--- START OF SOURCE MATERIAL ---
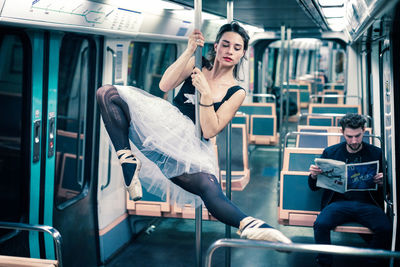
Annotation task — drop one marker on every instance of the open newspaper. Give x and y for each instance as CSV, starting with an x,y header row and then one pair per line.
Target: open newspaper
x,y
341,177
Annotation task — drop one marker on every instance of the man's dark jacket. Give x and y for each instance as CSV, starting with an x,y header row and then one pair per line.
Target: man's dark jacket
x,y
339,152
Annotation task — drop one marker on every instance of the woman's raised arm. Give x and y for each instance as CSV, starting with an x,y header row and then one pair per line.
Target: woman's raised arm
x,y
183,66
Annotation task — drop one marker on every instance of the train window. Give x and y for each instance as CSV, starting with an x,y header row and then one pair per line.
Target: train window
x,y
147,63
73,87
311,60
14,178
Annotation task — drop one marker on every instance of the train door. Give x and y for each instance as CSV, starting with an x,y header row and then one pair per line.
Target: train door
x,y
16,163
75,213
139,64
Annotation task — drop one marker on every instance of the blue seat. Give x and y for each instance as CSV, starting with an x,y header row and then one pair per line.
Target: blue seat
x,y
312,141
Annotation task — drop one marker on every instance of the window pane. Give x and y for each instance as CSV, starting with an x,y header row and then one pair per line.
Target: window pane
x,y
147,63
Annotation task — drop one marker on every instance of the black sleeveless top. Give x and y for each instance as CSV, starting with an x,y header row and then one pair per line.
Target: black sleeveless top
x,y
184,100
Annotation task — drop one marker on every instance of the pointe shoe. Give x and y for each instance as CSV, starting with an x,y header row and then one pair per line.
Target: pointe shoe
x,y
249,229
135,187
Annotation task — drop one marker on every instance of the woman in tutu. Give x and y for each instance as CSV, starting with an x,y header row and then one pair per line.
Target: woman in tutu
x,y
164,155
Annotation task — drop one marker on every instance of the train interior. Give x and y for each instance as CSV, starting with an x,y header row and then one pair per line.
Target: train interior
x,y
309,62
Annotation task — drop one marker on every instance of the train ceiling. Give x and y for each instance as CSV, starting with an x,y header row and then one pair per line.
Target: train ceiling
x,y
300,15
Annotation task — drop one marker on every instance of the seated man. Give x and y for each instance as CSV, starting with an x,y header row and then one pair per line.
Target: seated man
x,y
364,207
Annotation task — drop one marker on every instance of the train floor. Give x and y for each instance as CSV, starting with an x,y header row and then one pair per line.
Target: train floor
x,y
171,242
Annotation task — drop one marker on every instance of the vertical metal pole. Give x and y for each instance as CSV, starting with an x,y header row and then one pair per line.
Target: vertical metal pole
x,y
282,57
199,207
228,163
288,39
229,11
228,185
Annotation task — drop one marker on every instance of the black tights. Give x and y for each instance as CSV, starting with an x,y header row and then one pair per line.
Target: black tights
x,y
115,113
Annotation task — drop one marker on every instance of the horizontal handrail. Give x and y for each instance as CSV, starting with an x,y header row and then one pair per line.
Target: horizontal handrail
x,y
40,228
298,247
334,96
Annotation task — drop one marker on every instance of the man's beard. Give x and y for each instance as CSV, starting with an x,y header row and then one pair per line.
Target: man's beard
x,y
354,149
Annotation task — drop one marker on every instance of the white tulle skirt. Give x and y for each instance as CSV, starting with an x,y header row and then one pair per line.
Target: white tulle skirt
x,y
164,140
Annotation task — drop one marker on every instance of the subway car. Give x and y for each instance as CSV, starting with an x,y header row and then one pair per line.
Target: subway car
x,y
309,62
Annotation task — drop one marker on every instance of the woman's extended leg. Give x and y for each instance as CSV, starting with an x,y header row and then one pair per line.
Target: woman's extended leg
x,y
115,113
207,187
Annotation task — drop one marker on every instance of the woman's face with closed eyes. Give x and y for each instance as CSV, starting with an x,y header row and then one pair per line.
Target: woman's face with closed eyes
x,y
230,49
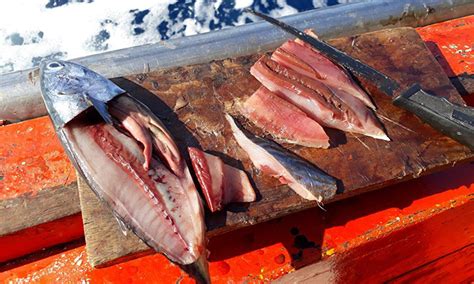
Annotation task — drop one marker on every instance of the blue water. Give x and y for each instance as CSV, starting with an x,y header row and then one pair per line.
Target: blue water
x,y
67,29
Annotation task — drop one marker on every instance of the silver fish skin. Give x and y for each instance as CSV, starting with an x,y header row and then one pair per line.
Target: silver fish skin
x,y
68,89
304,178
150,191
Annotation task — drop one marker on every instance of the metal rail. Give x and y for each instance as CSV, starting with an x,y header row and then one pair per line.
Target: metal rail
x,y
20,98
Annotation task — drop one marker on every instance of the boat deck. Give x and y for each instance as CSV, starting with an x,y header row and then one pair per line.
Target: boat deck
x,y
420,230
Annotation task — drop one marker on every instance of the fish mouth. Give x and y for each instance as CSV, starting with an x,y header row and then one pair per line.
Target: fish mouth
x,y
134,167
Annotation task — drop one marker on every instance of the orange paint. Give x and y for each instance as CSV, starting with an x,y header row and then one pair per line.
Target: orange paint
x,y
452,45
31,159
269,250
40,237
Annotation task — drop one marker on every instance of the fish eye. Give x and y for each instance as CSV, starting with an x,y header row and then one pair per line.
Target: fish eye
x,y
55,65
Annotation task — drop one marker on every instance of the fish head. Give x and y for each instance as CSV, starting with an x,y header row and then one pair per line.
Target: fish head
x,y
68,89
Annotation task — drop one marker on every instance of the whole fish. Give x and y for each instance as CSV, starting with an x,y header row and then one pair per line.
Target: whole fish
x,y
304,178
130,161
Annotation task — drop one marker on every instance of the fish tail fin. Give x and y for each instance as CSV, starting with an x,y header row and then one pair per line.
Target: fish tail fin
x,y
199,270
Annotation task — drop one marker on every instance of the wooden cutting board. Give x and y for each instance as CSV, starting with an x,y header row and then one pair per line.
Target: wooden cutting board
x,y
191,101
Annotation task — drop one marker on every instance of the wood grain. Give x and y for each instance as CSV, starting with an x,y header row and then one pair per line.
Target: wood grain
x,y
360,163
28,210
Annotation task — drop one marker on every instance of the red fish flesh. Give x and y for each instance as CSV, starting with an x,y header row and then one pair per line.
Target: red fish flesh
x,y
221,184
151,191
283,120
305,179
332,75
333,109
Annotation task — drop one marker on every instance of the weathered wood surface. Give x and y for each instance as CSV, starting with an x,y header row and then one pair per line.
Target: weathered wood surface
x,y
29,210
204,92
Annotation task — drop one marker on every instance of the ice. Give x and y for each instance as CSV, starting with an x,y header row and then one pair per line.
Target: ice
x,y
31,30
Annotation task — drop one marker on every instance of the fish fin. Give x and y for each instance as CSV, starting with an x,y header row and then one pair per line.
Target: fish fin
x,y
199,270
101,108
122,226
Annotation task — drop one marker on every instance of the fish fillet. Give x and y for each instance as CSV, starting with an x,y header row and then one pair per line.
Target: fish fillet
x,y
283,120
305,179
333,75
221,184
330,107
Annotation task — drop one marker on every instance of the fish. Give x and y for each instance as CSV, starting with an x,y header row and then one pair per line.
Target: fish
x,y
130,160
221,184
283,120
332,74
328,106
302,177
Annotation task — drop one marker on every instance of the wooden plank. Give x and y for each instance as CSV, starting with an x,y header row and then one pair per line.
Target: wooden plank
x,y
361,164
105,242
47,205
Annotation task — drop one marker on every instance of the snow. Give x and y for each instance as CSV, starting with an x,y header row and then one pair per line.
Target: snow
x,y
31,30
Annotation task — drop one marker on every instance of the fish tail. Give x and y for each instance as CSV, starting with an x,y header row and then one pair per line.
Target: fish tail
x,y
199,270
--- END OF SOURCE MATERIAL ---
• **WRITTEN PROBLEM**
Could you give again exactly the lines from the line containing "the wooden plank." through the final line of the data above, and no others?

• **ANSWER FOR THE TASK**
Annotation task — drop one marker on every instance of the wooden plank. Give x and y for each instance as CSV, starting with an x,y header row and then one pair per line.
Target: wooden plank
x,y
361,164
105,242
47,205
Annotation task — drop one marker on every instance of the snow. Give x and y for each instance as CSV, starting with an x,y header row and then one pair per line.
Target: snow
x,y
31,30
Annotation task — drop one marker on every instance of the fish tail. Give x and y for each instance as CSV, starting with an x,y header row and then one pair per line.
Target: fish tail
x,y
199,270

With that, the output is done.